What is needed — Identify each line below that contains the string "plastic" and copy those lines. Case counts.

# START OF Input material

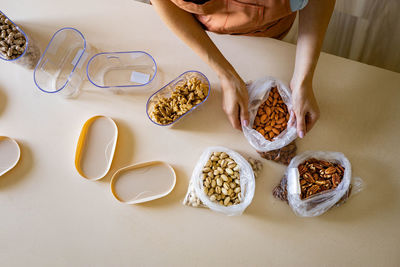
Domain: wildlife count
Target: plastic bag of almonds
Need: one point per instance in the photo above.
(315, 181)
(16, 46)
(269, 130)
(223, 181)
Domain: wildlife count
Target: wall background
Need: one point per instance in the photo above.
(367, 31)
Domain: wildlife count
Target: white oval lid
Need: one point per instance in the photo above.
(96, 147)
(9, 154)
(143, 182)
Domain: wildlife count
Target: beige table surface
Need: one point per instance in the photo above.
(50, 216)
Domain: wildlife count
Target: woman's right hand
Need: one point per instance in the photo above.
(235, 100)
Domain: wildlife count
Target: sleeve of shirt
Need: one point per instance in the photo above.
(297, 4)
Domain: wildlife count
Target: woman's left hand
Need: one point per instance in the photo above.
(305, 107)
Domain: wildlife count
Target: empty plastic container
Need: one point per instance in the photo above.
(131, 71)
(62, 67)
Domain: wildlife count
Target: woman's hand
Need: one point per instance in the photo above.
(235, 100)
(305, 108)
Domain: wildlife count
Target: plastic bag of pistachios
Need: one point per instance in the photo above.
(269, 130)
(315, 181)
(223, 181)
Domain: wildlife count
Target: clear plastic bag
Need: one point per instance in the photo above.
(289, 187)
(196, 197)
(258, 93)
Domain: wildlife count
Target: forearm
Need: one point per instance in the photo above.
(313, 22)
(188, 29)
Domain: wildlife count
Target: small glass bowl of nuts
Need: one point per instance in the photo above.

# END OF Input material

Answer to the task —
Target: plastic bag of almonds
Target: empty plastic container
Target: plastic bag of pistachios
Target: clear plastic bag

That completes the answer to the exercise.